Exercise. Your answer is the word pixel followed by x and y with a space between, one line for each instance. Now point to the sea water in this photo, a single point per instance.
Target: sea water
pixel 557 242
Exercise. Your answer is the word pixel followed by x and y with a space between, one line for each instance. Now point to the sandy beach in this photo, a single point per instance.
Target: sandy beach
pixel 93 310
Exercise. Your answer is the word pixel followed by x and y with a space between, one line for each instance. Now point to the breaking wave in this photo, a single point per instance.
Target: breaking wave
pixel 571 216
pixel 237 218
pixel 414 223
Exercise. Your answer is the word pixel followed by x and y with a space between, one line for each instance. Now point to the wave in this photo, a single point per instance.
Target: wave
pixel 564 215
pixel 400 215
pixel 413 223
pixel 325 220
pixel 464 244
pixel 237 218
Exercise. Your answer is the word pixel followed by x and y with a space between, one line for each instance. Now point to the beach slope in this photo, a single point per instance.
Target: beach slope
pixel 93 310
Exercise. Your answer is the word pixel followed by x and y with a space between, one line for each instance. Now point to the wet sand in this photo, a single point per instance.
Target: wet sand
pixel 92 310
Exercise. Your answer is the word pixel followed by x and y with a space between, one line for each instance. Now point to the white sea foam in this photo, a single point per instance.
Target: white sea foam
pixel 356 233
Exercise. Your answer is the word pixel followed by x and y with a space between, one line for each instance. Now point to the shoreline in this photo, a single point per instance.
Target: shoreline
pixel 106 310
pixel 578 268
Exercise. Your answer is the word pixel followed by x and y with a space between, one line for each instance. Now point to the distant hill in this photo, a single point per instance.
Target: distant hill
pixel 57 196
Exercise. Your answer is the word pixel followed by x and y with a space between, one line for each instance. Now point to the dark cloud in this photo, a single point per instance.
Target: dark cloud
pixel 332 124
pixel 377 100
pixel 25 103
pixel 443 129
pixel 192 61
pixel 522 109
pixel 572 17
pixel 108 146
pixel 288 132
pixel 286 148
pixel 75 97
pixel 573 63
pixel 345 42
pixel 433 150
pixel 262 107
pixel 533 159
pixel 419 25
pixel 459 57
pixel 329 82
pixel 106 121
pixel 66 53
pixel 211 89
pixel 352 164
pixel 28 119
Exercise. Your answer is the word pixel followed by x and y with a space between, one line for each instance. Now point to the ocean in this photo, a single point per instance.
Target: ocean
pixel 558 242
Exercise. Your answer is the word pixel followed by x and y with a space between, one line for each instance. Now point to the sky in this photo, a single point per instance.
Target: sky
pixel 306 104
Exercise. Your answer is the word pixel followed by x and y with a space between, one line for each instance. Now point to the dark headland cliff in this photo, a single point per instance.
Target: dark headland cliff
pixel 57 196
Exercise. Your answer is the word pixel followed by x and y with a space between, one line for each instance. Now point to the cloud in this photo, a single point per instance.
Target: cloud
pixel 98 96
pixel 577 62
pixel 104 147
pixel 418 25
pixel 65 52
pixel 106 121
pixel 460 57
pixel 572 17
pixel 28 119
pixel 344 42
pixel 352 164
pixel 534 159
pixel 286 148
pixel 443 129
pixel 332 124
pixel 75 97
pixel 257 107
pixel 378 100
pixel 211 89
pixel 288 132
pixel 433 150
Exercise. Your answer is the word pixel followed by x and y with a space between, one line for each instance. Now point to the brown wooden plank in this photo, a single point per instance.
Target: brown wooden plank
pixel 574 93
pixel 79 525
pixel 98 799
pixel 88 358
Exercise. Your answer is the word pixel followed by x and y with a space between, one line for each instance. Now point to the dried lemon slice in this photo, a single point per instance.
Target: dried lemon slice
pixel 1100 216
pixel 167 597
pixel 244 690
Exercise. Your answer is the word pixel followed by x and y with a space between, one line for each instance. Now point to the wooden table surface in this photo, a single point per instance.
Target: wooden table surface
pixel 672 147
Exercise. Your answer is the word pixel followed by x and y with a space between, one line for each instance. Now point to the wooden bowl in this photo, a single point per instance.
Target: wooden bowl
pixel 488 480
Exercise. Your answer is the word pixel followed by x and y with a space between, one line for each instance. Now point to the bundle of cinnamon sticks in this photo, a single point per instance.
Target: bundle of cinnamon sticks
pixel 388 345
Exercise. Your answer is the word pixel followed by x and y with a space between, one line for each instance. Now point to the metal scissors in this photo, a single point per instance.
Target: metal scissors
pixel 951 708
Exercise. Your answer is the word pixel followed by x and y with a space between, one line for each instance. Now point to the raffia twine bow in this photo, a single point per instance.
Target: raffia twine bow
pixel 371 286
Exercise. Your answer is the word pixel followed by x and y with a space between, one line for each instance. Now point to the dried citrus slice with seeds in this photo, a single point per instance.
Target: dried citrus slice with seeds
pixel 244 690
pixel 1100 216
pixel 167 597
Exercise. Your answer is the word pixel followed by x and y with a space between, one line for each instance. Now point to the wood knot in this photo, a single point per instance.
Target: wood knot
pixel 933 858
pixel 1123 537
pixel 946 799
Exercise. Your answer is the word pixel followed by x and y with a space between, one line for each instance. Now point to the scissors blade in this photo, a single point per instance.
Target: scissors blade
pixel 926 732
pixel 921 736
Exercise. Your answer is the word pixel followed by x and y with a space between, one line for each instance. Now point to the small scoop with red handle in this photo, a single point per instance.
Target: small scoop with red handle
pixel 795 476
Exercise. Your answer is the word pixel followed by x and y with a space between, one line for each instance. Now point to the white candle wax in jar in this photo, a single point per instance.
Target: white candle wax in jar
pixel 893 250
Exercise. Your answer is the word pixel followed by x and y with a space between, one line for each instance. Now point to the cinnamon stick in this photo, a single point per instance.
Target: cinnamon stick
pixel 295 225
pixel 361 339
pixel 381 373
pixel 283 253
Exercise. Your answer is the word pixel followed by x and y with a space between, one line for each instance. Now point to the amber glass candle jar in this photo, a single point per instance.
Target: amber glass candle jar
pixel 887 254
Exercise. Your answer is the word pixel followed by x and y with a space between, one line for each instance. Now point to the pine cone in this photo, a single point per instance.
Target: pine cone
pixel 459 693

• The request
Rewrite all the entries above with "a single point per instance" changed to "one point for each instance" and nothing else altered.

• Exercise solution
Exercise. Your answer is the word pixel followed by x and y with a space between, one line for each instance. Now point to the sea water in this photo, one point for each instance.
Target: sea water
pixel 557 242
Exercise. Your answer is the word pixel followed by x and y with a space between, one line for each instance. Now point to the sandy beach in this photo, one point for each instance.
Target: sandy beach
pixel 93 310
Exercise. Your answer is the word pixel followed by x and y with a space between, one line for each instance. Now point to the breaking wave in this photo, one point for each instance.
Target: breaking wave
pixel 571 216
pixel 237 218
pixel 414 223
Exercise. Your answer is the word pixel followed by x and y with a space between, one line for each instance. Now point to the wave in this photo, one point for each instance.
Target: wave
pixel 564 215
pixel 400 215
pixel 413 223
pixel 325 220
pixel 464 244
pixel 237 218
Exercise. Your answer is the word pixel followed by x and y with a space between, one line for each instance. Now point to the beach slope in this photo, one point for each instance.
Target: beach slope
pixel 93 310
Exercise. Your answer is the word pixel followed by x and y with a space between, one line for each instance. Now point to the wet sand in this photo, one point for each instance.
Target: wet sand
pixel 92 310
Exercise. Your answer is the word pixel followed by x and y with a space between, one line for each instance. Now point to the white sea foam in this photo, one point for each instance.
Target: white sea foam
pixel 356 233
Exercise. Your answer is the word pixel followed by x and y with a space between, one line for each instance. Now point to the shoreline in this photo, one point for each instance.
Target: shoreline
pixel 106 310
pixel 578 268
Exercise. Your answer is the word pixel followed by x and y with a space between, one line for each instance. Now point to the distant hill in this photo, one point for each instance.
Target: distant hill
pixel 57 196
Exercise. Your answer is the word pixel followed by x and y with a space between, one line for each instance. Now point to the dark cloud in this photo, one point for each instance.
Target: dark cloud
pixel 332 124
pixel 377 100
pixel 25 103
pixel 443 129
pixel 192 61
pixel 522 109
pixel 572 17
pixel 108 146
pixel 288 132
pixel 286 148
pixel 75 97
pixel 573 63
pixel 345 42
pixel 433 150
pixel 262 107
pixel 533 159
pixel 419 25
pixel 459 57
pixel 329 82
pixel 106 121
pixel 66 53
pixel 211 89
pixel 352 164
pixel 28 119
Exercise. Your answer is the word pixel followed by x and y with a space between, one line for each instance. Now point to the ocean in this photo, one point for each instance.
Target: ocean
pixel 558 242
Exercise. Your answer is the word pixel followed by x and y with a space between, one line for each instance. Now point to the sky in this photo, one point for each instance.
Target: sky
pixel 306 104
Exercise. Your answer is the word pixel followed by x and y with a space between, one line for each instance. Now point to the dark headland cliff in this photo, one point for each instance.
Target: dark headland cliff
pixel 57 196
Exercise. Your answer is the word pixel followed by x and y with a space between, one line for each instance. Now point to the cloud in this photo, one point for each instance.
Target: cloud
pixel 98 96
pixel 577 62
pixel 104 147
pixel 418 25
pixel 65 52
pixel 106 121
pixel 460 57
pixel 572 17
pixel 28 119
pixel 344 42
pixel 352 164
pixel 534 159
pixel 286 148
pixel 443 129
pixel 332 124
pixel 75 97
pixel 257 107
pixel 378 100
pixel 211 89
pixel 288 132
pixel 433 150
Exercise. Your answer is the word pixel followed by x and y with a space between, one line for each instance. Now point to the brown wooden plank in this photo, one point for each instance.
Target: brown wooden plank
pixel 574 93
pixel 79 525
pixel 98 799
pixel 88 358
Exercise. Your answer is the word pixel followed by x and y with a space between, one line for each instance. Now point to the dried lemon slice in this photo, one point for each instance.
Target: dried lemon slice
pixel 1100 216
pixel 167 597
pixel 244 690
Exercise. Your answer is the word pixel followed by x and y with a space between, one line for each instance. Now point to the wooden table surface in this photo, one point for each instance.
Target: wooden table surface
pixel 672 147
Exercise. Your answer is the word pixel followed by x and y with a space between, one line for each instance. Now point to the wooden bowl in this photo, one point for each instance.
Target: wooden bowl
pixel 488 480
Exercise. Your answer is the word pixel followed by x and y with a space between, one line for each instance. Now point to the bundle of cinnamon sticks in this photo, one point for each instance.
Target: bundle of cinnamon sticks
pixel 388 345
Exercise. Your answer is the word pixel followed by x and y with a space between, one line for each instance. Now point to the metal scissors in this photo, one point for each instance.
Target: metal scissors
pixel 951 708
Exercise. Your answer is the word pixel followed by x and y with a space between, one line for each instance. Now point to the raffia twine bow in this photo, one point for each instance.
Target: raffia twine bow
pixel 371 286
Exercise. Your answer is the word pixel followed by x and y with a space between, one line for each instance. Now point to the dried citrus slice with seeds in this photo, one point for each instance.
Target: dried citrus slice with seeds
pixel 244 690
pixel 1100 216
pixel 167 597
Exercise. Your answer is the word pixel followed by x and y with a space between, one line for each instance. Now point to the wood knot in this photo, one point for each instance.
Target: wood knot
pixel 933 858
pixel 1123 537
pixel 946 799
Exercise. Your answer is the word pixel followed by x and y with a space between, one line for each instance. Now point to the scissors blade in this photo, one point for each instance.
Target: scissors blade
pixel 926 732
pixel 921 736
Exercise. Your answer is the word pixel followed by x and y with a space between, one line for each instance. Now point to the small scoop with red handle in this photo, one point for each instance.
Target: small scoop with red handle
pixel 795 476
Exercise. Your answer is the word pixel followed by x and y with a space between, one line for each instance. Now point to the white candle wax in jar in this photo, one point for each instance.
Target: white candle wax in jar
pixel 893 250
Exercise. Your answer is the word pixel followed by x and y with a space between, one line for each instance. Now point to the cinnamon stick in this photo, one point for each instance.
Target: cinnamon stick
pixel 295 225
pixel 361 339
pixel 381 373
pixel 283 253
Exercise. Your answer is the word pixel followed by x and y with a space between, one line for each instance. Now point to the amber glass candle jar in this photo, one point for each instance.
Target: amber glass candle jar
pixel 887 254
Exercise. Your answer is the word pixel followed by x and y with a space between, one line for each instance. Now point to the pine cone in this photo, one point for each instance.
Target: pine cone
pixel 459 693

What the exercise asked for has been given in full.